_Goal of the exercise:_ Scan the entries below and count the lines holding the string "iceberg". Supply only the number.

_Recorded information:_

══════

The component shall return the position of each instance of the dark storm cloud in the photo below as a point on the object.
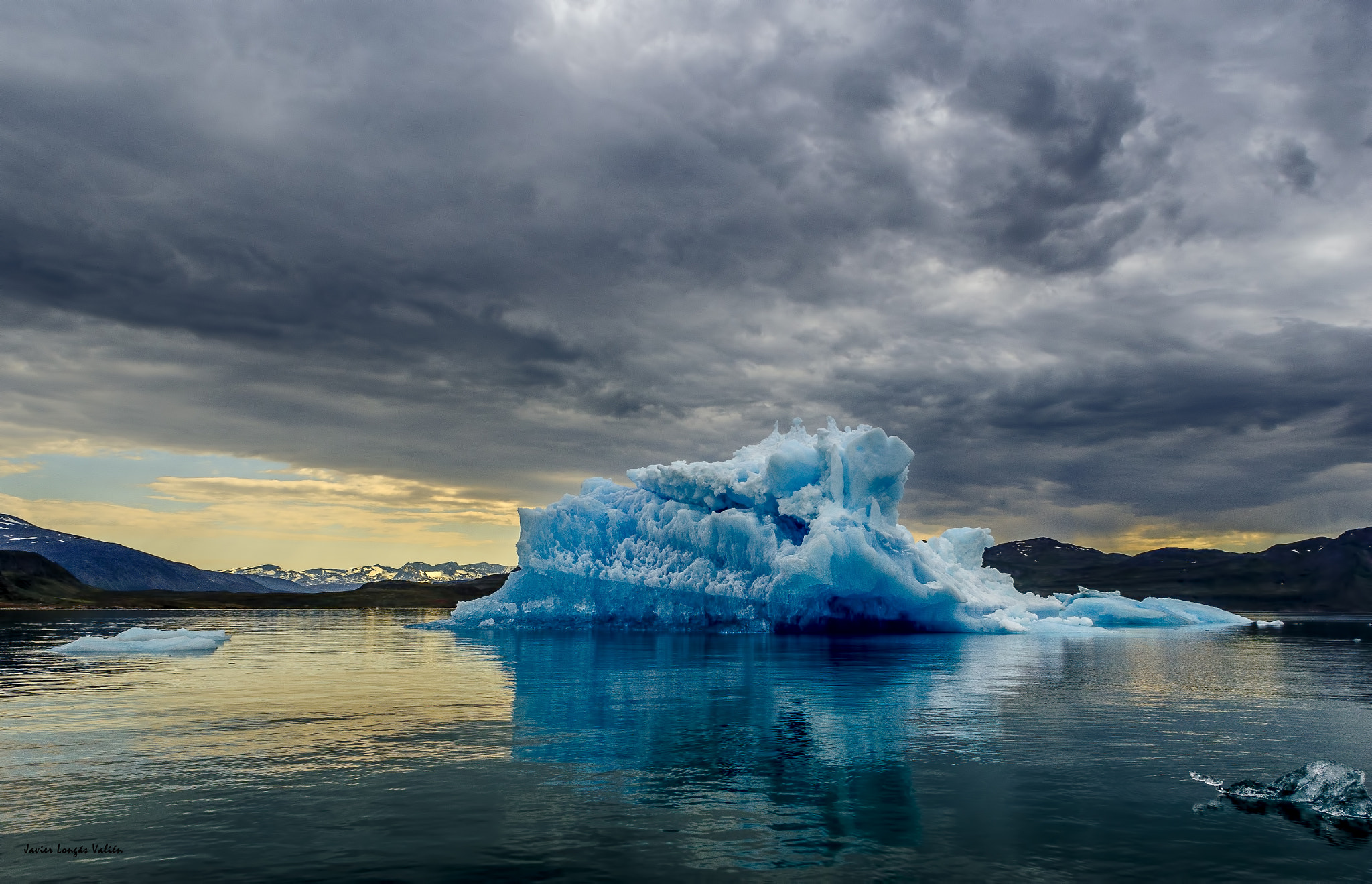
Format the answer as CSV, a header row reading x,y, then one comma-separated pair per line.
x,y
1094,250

══════

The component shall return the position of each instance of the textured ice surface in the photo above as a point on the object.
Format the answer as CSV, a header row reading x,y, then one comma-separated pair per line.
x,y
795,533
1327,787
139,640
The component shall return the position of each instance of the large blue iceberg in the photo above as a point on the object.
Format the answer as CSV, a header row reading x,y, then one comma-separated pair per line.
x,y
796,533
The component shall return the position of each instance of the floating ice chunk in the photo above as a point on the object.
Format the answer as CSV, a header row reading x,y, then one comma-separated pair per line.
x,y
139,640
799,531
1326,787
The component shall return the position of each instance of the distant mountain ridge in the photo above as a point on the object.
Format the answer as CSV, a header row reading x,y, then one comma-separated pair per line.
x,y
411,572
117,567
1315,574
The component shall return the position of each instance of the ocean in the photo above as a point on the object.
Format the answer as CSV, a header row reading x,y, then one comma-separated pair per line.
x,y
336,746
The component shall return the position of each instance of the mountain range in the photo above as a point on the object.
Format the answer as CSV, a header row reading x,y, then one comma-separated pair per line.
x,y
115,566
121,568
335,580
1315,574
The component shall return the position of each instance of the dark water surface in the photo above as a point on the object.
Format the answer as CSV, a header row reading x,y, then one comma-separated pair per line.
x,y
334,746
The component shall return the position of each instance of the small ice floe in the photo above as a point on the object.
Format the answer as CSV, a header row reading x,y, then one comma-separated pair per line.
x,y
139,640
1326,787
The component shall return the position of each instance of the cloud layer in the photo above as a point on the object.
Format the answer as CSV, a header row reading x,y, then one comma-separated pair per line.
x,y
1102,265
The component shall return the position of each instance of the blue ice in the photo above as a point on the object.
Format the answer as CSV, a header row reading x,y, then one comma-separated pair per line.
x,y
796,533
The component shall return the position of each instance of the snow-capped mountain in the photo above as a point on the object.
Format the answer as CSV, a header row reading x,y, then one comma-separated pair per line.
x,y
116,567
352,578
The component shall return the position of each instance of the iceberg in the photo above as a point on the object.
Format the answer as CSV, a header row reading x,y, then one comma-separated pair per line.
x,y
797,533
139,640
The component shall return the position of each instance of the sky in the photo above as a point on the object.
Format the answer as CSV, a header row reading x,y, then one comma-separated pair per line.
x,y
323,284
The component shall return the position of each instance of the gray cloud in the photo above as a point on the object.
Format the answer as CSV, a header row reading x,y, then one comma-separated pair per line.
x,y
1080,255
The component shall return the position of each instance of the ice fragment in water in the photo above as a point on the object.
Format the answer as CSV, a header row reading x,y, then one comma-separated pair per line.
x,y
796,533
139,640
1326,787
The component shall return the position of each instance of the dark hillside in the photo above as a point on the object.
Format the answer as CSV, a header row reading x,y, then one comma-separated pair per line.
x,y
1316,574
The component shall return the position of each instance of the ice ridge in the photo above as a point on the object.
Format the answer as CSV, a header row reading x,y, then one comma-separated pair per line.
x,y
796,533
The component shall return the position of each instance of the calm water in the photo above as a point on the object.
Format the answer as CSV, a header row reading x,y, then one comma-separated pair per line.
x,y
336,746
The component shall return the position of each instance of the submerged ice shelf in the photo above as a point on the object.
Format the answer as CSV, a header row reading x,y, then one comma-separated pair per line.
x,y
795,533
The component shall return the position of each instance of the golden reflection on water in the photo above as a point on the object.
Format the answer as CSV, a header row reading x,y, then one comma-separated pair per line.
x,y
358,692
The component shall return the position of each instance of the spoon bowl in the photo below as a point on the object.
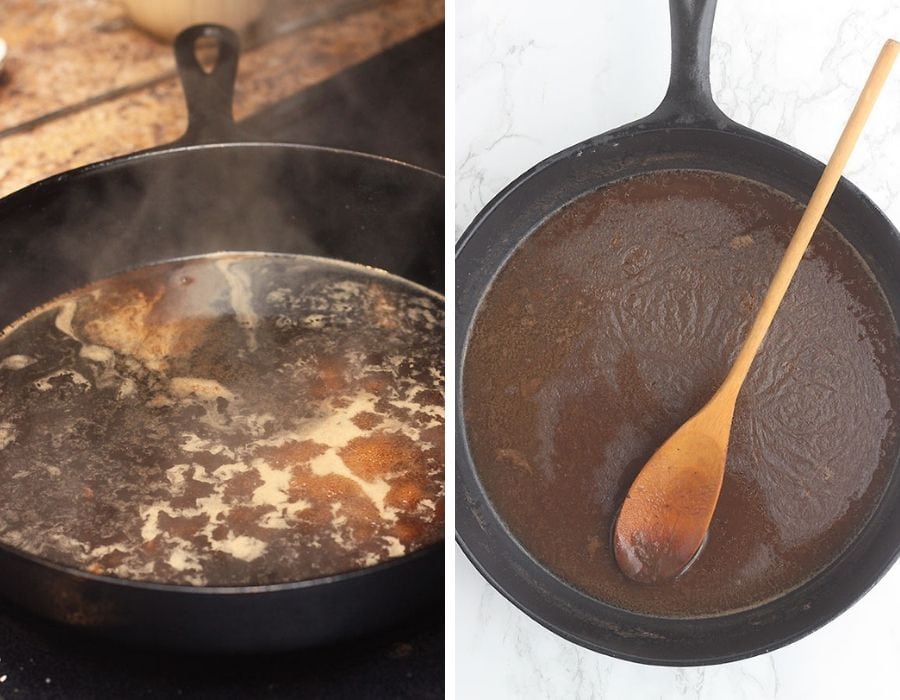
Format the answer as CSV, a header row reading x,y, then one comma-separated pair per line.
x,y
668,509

══════

_Solution below:_ 2